Pick out every line of the listing below that contains the word "singlet", and copy each of those lines.

--- start of INFORMATION SHOWN ---

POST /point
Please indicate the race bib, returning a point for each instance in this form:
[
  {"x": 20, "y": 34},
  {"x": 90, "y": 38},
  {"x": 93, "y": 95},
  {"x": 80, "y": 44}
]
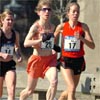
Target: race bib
[
  {"x": 71, "y": 44},
  {"x": 48, "y": 44},
  {"x": 7, "y": 48}
]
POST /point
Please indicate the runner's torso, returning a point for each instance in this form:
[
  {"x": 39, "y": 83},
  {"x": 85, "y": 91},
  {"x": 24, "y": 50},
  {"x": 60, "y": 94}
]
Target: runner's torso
[{"x": 72, "y": 47}]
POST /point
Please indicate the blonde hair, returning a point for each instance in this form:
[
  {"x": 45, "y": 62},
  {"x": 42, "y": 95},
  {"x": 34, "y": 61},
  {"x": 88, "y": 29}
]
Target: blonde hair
[
  {"x": 71, "y": 4},
  {"x": 4, "y": 14},
  {"x": 41, "y": 3}
]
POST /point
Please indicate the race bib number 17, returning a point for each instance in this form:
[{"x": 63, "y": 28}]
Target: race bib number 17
[{"x": 71, "y": 44}]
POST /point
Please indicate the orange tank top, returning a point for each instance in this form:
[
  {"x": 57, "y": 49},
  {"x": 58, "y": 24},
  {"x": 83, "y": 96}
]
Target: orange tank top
[{"x": 72, "y": 47}]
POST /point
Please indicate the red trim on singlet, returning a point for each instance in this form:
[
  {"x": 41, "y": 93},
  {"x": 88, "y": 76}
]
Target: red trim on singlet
[{"x": 68, "y": 31}]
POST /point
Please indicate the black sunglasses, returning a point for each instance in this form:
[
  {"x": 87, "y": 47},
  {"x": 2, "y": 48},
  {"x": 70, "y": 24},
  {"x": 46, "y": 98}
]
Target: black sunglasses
[{"x": 44, "y": 9}]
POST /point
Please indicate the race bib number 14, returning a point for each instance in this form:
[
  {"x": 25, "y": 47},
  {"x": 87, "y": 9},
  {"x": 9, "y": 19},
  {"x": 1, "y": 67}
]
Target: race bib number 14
[
  {"x": 49, "y": 44},
  {"x": 71, "y": 44}
]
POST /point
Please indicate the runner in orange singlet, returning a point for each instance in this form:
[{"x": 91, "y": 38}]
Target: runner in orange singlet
[{"x": 74, "y": 35}]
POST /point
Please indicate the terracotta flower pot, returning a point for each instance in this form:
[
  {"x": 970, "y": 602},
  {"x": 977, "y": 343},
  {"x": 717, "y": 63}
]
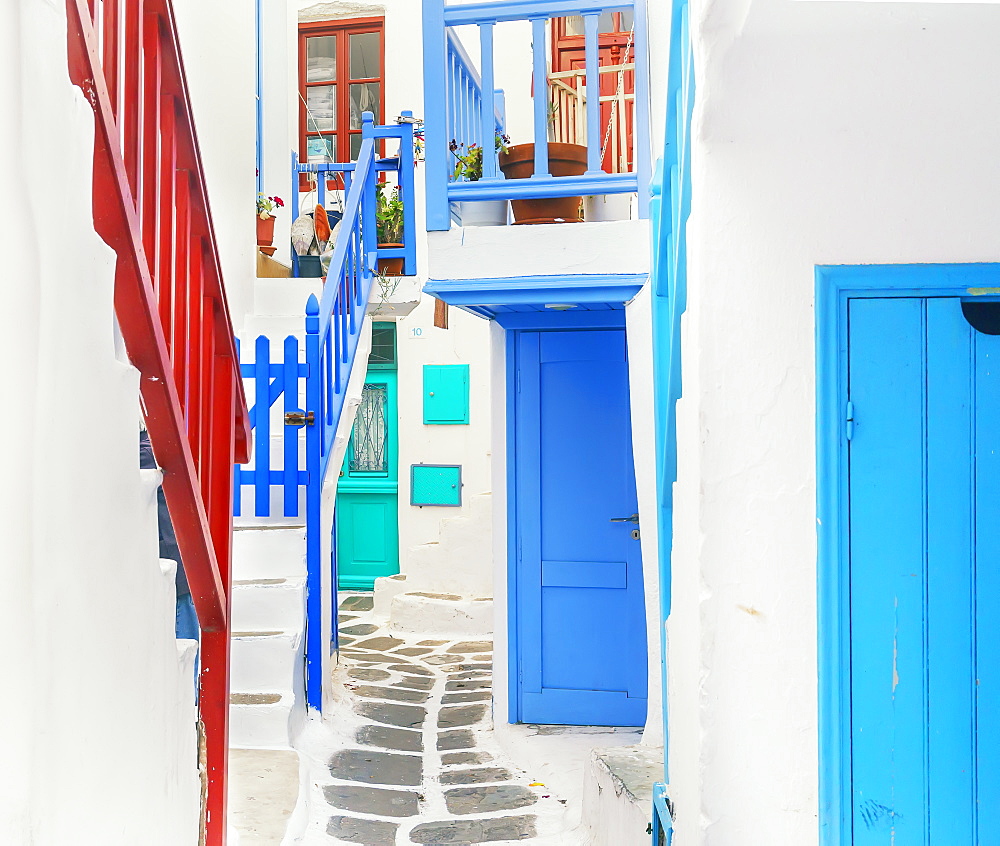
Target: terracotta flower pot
[
  {"x": 265, "y": 231},
  {"x": 564, "y": 160},
  {"x": 390, "y": 267}
]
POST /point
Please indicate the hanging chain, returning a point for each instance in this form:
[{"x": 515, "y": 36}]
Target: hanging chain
[{"x": 618, "y": 95}]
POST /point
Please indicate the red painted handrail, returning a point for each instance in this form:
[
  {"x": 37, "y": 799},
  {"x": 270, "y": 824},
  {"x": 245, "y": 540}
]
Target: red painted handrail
[{"x": 150, "y": 205}]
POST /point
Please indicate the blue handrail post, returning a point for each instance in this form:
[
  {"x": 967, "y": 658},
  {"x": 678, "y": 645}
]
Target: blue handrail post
[
  {"x": 293, "y": 207},
  {"x": 314, "y": 489},
  {"x": 436, "y": 153}
]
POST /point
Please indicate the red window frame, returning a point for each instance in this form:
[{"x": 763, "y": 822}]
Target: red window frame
[{"x": 341, "y": 30}]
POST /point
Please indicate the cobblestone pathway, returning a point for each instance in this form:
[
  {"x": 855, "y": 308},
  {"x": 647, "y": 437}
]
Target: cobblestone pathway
[{"x": 416, "y": 761}]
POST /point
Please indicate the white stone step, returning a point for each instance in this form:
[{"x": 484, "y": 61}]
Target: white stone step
[
  {"x": 266, "y": 660},
  {"x": 268, "y": 604},
  {"x": 264, "y": 719},
  {"x": 269, "y": 553}
]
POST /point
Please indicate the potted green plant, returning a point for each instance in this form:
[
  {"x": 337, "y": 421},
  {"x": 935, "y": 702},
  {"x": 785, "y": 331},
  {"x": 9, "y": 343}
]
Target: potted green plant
[
  {"x": 265, "y": 221},
  {"x": 469, "y": 167},
  {"x": 518, "y": 162},
  {"x": 389, "y": 224}
]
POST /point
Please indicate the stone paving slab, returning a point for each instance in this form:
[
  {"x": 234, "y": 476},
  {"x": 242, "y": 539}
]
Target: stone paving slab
[
  {"x": 404, "y": 716},
  {"x": 399, "y": 694},
  {"x": 402, "y": 740},
  {"x": 359, "y": 629},
  {"x": 372, "y": 767},
  {"x": 468, "y": 832},
  {"x": 412, "y": 668},
  {"x": 365, "y": 832},
  {"x": 467, "y": 696},
  {"x": 415, "y": 682},
  {"x": 479, "y": 775},
  {"x": 460, "y": 715},
  {"x": 444, "y": 659},
  {"x": 378, "y": 801},
  {"x": 472, "y": 646},
  {"x": 449, "y": 758},
  {"x": 484, "y": 800},
  {"x": 369, "y": 674},
  {"x": 468, "y": 684},
  {"x": 379, "y": 644},
  {"x": 461, "y": 739}
]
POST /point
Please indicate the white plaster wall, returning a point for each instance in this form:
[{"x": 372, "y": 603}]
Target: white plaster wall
[
  {"x": 824, "y": 133},
  {"x": 217, "y": 41},
  {"x": 97, "y": 715}
]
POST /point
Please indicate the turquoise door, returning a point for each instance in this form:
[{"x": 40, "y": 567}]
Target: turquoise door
[
  {"x": 581, "y": 624},
  {"x": 367, "y": 533},
  {"x": 924, "y": 575}
]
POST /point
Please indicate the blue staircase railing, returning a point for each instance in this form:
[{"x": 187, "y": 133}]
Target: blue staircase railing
[
  {"x": 333, "y": 326},
  {"x": 333, "y": 329}
]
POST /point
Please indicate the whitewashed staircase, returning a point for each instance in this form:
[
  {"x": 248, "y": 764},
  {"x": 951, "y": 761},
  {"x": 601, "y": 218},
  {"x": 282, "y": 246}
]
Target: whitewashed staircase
[{"x": 267, "y": 703}]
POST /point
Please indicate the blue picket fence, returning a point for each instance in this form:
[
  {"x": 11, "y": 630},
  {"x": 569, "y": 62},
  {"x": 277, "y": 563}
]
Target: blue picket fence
[
  {"x": 276, "y": 379},
  {"x": 313, "y": 389},
  {"x": 465, "y": 114}
]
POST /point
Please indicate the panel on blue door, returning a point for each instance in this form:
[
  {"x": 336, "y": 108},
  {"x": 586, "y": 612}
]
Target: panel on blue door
[
  {"x": 581, "y": 632},
  {"x": 924, "y": 591}
]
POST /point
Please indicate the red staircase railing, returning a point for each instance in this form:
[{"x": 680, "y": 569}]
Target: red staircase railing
[{"x": 151, "y": 206}]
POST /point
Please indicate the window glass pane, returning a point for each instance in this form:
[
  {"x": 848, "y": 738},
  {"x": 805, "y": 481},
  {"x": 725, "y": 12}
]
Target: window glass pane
[
  {"x": 321, "y": 148},
  {"x": 368, "y": 454},
  {"x": 321, "y": 112},
  {"x": 365, "y": 55},
  {"x": 321, "y": 58},
  {"x": 364, "y": 98},
  {"x": 383, "y": 343}
]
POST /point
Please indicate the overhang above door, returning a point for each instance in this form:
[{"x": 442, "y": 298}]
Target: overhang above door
[{"x": 493, "y": 297}]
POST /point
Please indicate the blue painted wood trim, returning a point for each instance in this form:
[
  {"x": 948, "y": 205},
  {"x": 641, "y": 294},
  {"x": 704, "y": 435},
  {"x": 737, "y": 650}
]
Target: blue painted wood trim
[
  {"x": 670, "y": 206},
  {"x": 436, "y": 154},
  {"x": 641, "y": 136},
  {"x": 520, "y": 10},
  {"x": 513, "y": 621},
  {"x": 536, "y": 290},
  {"x": 834, "y": 286},
  {"x": 553, "y": 186},
  {"x": 662, "y": 819}
]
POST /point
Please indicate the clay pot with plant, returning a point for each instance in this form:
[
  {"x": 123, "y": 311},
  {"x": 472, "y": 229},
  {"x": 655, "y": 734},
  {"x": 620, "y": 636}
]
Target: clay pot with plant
[
  {"x": 389, "y": 225},
  {"x": 469, "y": 168},
  {"x": 265, "y": 221},
  {"x": 518, "y": 162}
]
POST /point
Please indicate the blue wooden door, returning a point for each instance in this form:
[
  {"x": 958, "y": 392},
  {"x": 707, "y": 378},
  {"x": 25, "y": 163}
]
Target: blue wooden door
[
  {"x": 924, "y": 542},
  {"x": 580, "y": 634}
]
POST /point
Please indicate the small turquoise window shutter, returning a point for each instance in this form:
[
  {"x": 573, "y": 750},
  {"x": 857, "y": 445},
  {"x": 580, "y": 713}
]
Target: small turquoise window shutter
[{"x": 446, "y": 394}]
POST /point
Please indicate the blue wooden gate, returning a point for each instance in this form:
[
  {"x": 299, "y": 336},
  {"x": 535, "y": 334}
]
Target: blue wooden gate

--- end of INFORMATION SHOWN ---

**CORRECT OUTPUT:**
Please indicate the red trim on singlet, returning a point for each instance in this form:
Target: red trim on singlet
Please indicate the runner in orange singlet, returning a point for each instance in this form:
Target: runner in orange singlet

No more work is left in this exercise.